[Task details]
All of the data below is to be written out again exactly.

[Free-text object descriptions]
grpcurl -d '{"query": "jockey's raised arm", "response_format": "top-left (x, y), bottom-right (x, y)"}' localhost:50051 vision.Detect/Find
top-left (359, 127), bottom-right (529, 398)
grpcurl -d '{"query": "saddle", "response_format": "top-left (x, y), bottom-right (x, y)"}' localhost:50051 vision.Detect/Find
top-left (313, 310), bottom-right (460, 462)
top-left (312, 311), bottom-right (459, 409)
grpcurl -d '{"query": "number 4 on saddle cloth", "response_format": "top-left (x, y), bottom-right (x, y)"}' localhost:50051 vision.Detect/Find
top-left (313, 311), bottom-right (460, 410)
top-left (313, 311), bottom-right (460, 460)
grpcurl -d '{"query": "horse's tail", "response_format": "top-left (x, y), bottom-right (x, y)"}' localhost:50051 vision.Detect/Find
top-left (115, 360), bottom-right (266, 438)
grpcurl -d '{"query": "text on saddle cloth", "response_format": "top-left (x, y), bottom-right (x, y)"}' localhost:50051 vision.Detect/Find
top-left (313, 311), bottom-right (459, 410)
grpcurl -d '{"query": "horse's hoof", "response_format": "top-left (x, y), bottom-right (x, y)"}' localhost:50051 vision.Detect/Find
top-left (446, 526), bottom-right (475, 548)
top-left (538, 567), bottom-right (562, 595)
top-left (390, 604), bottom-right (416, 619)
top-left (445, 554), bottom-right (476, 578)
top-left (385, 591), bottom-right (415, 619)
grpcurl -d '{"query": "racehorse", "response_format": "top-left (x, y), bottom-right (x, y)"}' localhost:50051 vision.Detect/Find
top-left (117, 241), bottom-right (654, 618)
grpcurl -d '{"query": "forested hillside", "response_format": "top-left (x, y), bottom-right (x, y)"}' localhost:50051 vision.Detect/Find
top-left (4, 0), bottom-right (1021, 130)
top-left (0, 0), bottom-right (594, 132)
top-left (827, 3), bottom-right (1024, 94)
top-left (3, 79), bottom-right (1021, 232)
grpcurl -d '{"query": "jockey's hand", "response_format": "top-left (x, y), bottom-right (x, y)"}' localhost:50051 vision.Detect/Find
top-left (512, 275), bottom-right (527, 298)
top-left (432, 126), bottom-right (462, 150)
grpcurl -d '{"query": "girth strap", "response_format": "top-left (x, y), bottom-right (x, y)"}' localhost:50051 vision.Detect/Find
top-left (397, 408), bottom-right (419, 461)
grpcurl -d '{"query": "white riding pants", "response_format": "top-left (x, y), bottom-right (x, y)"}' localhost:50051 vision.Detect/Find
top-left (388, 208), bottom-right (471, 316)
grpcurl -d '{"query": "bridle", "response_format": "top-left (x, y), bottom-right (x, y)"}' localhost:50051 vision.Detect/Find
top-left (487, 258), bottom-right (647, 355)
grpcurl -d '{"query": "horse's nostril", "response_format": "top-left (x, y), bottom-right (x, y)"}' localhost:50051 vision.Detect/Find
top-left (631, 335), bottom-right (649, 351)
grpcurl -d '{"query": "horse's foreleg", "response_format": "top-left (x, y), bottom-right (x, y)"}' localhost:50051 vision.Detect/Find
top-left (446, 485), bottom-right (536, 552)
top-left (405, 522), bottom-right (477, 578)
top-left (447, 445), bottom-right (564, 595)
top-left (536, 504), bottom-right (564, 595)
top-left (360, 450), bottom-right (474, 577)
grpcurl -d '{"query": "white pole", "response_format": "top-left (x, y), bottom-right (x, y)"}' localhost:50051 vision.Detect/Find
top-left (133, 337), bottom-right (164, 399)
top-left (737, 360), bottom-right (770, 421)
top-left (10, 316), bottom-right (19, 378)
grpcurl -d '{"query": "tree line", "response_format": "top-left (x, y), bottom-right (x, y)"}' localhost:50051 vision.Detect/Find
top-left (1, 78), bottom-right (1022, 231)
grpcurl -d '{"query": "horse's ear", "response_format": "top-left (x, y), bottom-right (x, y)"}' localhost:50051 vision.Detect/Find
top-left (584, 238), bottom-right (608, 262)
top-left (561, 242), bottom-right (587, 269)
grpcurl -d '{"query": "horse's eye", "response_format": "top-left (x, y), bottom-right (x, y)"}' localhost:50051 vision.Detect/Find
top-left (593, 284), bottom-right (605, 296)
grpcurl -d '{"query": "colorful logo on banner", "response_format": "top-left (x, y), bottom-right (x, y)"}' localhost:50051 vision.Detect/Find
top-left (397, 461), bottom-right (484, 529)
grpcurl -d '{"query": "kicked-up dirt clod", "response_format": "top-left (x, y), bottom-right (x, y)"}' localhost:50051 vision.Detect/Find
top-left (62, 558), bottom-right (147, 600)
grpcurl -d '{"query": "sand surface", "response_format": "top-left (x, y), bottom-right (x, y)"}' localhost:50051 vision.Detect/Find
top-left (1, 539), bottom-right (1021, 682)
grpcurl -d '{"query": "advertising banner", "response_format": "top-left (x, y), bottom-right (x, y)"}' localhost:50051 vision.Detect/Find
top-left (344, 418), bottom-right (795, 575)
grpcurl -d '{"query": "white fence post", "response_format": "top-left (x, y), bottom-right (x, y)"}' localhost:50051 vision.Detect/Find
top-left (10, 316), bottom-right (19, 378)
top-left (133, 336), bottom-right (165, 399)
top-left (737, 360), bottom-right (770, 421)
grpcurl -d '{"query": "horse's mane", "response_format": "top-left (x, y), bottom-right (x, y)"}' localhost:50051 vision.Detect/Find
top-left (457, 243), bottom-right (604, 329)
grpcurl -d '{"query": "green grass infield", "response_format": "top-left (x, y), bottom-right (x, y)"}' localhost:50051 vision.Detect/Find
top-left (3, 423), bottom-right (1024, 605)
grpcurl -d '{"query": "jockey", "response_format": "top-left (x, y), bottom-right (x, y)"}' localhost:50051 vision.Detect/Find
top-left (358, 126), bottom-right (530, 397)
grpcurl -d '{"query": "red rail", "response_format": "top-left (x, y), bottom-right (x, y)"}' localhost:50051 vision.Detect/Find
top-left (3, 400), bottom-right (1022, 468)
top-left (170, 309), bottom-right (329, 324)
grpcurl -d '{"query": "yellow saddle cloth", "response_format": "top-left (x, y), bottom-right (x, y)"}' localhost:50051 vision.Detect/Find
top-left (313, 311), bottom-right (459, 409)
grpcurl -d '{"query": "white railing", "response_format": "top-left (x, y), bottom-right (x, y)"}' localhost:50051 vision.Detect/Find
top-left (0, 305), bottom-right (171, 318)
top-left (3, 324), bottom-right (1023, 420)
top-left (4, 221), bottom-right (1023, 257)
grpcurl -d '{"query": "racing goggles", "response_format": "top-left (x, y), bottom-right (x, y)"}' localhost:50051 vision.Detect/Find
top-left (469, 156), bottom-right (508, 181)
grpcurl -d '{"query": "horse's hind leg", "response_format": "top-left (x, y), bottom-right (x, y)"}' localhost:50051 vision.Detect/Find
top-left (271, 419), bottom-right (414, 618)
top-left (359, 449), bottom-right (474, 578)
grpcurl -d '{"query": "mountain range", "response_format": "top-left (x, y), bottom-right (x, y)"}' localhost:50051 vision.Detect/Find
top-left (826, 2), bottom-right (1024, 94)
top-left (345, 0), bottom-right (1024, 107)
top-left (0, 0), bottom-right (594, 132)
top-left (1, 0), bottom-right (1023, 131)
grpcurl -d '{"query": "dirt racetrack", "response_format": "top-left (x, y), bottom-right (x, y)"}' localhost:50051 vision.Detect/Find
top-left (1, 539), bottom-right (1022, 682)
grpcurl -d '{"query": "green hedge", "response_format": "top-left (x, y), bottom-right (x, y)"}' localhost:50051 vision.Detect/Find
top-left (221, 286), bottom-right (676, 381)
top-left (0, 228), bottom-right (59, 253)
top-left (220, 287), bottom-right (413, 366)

[Output of the exercise]
grpcurl -d '{"query": "jockey's raised arm", "response_format": "top-left (x, y), bottom-right (x, y)"}' localhost:50051 vision.Detect/Find
top-left (359, 127), bottom-right (529, 398)
grpcurl -d '{"query": "saddle", "response_format": "top-left (x, y), bottom-right (x, y)"}' localhost:50051 vision.Detect/Find
top-left (313, 310), bottom-right (460, 462)
top-left (312, 311), bottom-right (459, 409)
grpcurl -d '{"query": "number 4 on saddle cloth", "response_format": "top-left (x, y), bottom-right (x, y)"}' localhost:50051 vision.Detect/Find
top-left (313, 311), bottom-right (460, 410)
top-left (313, 311), bottom-right (460, 460)
grpcurl -d '{"query": "horse's tail", "response_format": "top-left (x, y), bottom-right (x, y)"}' localhost:50051 vision.Detect/Find
top-left (115, 360), bottom-right (266, 438)
grpcurl -d '{"query": "text on saddle cloth", "response_format": "top-left (x, y), bottom-right (x, y)"}' localhost:50051 vision.Detect/Find
top-left (313, 311), bottom-right (459, 410)
grpcurl -d '{"query": "horse's hoof", "response_format": "top-left (x, y), bottom-right (x, y)"}' localhost:50051 vision.Detect/Find
top-left (446, 526), bottom-right (475, 548)
top-left (538, 567), bottom-right (562, 595)
top-left (390, 604), bottom-right (416, 619)
top-left (445, 554), bottom-right (476, 578)
top-left (385, 591), bottom-right (415, 619)
grpcurl -d '{"query": "racehorse", "response_format": "top-left (x, y), bottom-right (x, y)"}' localhost:50051 vision.Detect/Find
top-left (117, 241), bottom-right (654, 618)
grpcurl -d '{"query": "forested hillside", "response_format": "top-left (x, y), bottom-right (x, y)"}' localhost:50051 vision.Detect/Find
top-left (4, 0), bottom-right (1021, 130)
top-left (0, 0), bottom-right (594, 132)
top-left (827, 3), bottom-right (1024, 94)
top-left (3, 79), bottom-right (1021, 232)
grpcurl -d '{"query": "jockey's hand", "response_format": "top-left (x, y), bottom-right (x, y)"}' localhost:50051 vision.Detect/Find
top-left (512, 275), bottom-right (527, 298)
top-left (432, 126), bottom-right (462, 150)
grpcurl -d '{"query": "girth strap", "response_format": "top-left (x, y), bottom-right (x, y)"}' localhost:50051 vision.Detect/Find
top-left (397, 408), bottom-right (419, 461)
grpcurl -d '{"query": "white riding pants", "response_format": "top-left (x, y), bottom-right (x, y)"}' localhost:50051 vision.Detect/Find
top-left (388, 208), bottom-right (471, 316)
grpcurl -d '{"query": "bridle", "response_format": "top-left (x, y), bottom-right (x, y)"}' localhost:50051 vision.Detect/Find
top-left (487, 258), bottom-right (647, 355)
grpcurl -d '{"query": "horse's nostril", "response_format": "top-left (x, y), bottom-right (x, y)"}' localhost:50051 vision.Detect/Find
top-left (631, 335), bottom-right (649, 351)
grpcurl -d '{"query": "horse's foreleg", "response_format": "top-left (x, y), bottom-right (x, y)"}' localhost:50051 vision.Detect/Find
top-left (446, 485), bottom-right (536, 552)
top-left (405, 522), bottom-right (477, 578)
top-left (447, 445), bottom-right (564, 595)
top-left (536, 504), bottom-right (564, 595)
top-left (360, 450), bottom-right (474, 577)
grpcurl -d '{"query": "white pole", "response_format": "top-left (x, y), bottom-right (x, y)"}' localhost:50051 vision.Detect/Find
top-left (133, 337), bottom-right (164, 399)
top-left (737, 360), bottom-right (770, 421)
top-left (10, 316), bottom-right (19, 378)
grpcurl -d '{"query": "tree line", "response_format": "top-left (x, y), bottom-right (x, y)"}' localhost:50051 vision.Detect/Find
top-left (1, 78), bottom-right (1022, 231)
grpcurl -d '{"query": "horse's ear", "response_format": "top-left (x, y), bottom-right (x, y)"}' localhost:50051 vision.Detect/Find
top-left (584, 238), bottom-right (608, 262)
top-left (561, 242), bottom-right (587, 269)
grpcurl -d '{"query": "horse's eye", "response_format": "top-left (x, y), bottom-right (x, y)"}' localhost:50051 vision.Detect/Find
top-left (593, 284), bottom-right (605, 296)
grpcurl -d '{"query": "colorful logo on banner", "response_format": "top-left (x, y), bottom-right (x, y)"}' localhost:50051 vision.Detect/Find
top-left (397, 461), bottom-right (484, 529)
grpcurl -d '{"query": "kicked-up dirt clod", "response_format": "top-left (x, y), bottom-right (x, y)"}' localhost:50051 vision.Detect/Find
top-left (62, 558), bottom-right (147, 600)
grpcurl -d '{"query": "sand surface", "response_format": "top-left (x, y), bottom-right (x, y)"}' localhost:50051 vision.Detect/Find
top-left (1, 539), bottom-right (1021, 682)
grpcurl -d '{"query": "advertising banner", "response_format": "top-left (x, y), bottom-right (x, y)"}' localhost:50051 vision.Detect/Find
top-left (344, 418), bottom-right (795, 575)
grpcurl -d '{"query": "white fence post", "response_format": "top-left (x, y), bottom-right (x, y)"}' localhost:50051 vision.Detect/Find
top-left (10, 316), bottom-right (19, 378)
top-left (133, 336), bottom-right (165, 399)
top-left (737, 360), bottom-right (770, 421)
grpcurl -d '{"query": "horse's mane", "response_format": "top-left (x, y), bottom-right (x, y)"}' localhost:50051 vision.Detect/Find
top-left (457, 243), bottom-right (604, 329)
grpcurl -d '{"query": "green grass infield", "response_format": "top-left (x, y), bottom-right (x, y)"}' localhost:50051 vision.Detect/Find
top-left (3, 423), bottom-right (1024, 605)
grpcurl -d '{"query": "jockey", "response_format": "top-left (x, y), bottom-right (x, y)"}' localhost:50051 vision.Detect/Find
top-left (358, 126), bottom-right (530, 397)
grpcurl -d '{"query": "red rail", "response_format": "top-left (x, y), bottom-right (x, y)"}' localhost:50051 vision.Detect/Find
top-left (3, 400), bottom-right (1022, 468)
top-left (170, 309), bottom-right (329, 324)
grpcurl -d '{"query": "yellow saddle cloth", "response_format": "top-left (x, y), bottom-right (x, y)"}' localhost:50051 vision.Detect/Find
top-left (313, 311), bottom-right (459, 409)
grpcurl -d '{"query": "white railing", "response_format": "top-left (x, y), bottom-right (x, y)"}' localhost:50051 vision.Detect/Find
top-left (0, 305), bottom-right (171, 318)
top-left (3, 324), bottom-right (1023, 420)
top-left (4, 221), bottom-right (1023, 257)
grpcurl -d '{"query": "racing goggles", "response_format": "top-left (x, y), bottom-right (x, y)"}' localhost:50051 vision.Detect/Find
top-left (469, 156), bottom-right (508, 181)
grpcurl -d '{"query": "horse's hind leg", "response_format": "top-left (x, y), bottom-right (x, y)"}' localhost:50051 vision.Detect/Find
top-left (271, 419), bottom-right (414, 618)
top-left (359, 449), bottom-right (474, 578)
grpcurl -d '{"query": "mountain range", "response_format": "top-left (x, y), bottom-right (x, y)"}' localhost:50051 vision.Detect/Find
top-left (826, 2), bottom-right (1024, 94)
top-left (345, 0), bottom-right (1024, 107)
top-left (0, 0), bottom-right (594, 132)
top-left (1, 0), bottom-right (1023, 131)
grpcurl -d '{"query": "dirt racetrack", "response_format": "top-left (x, y), bottom-right (x, y)"}' localhost:50051 vision.Detect/Find
top-left (1, 539), bottom-right (1022, 682)
grpcurl -d '{"query": "green hedge", "response_format": "top-left (x, y), bottom-right (x, y)"}' localhost:50051 vision.Detect/Find
top-left (221, 286), bottom-right (676, 381)
top-left (0, 228), bottom-right (59, 253)
top-left (220, 287), bottom-right (413, 366)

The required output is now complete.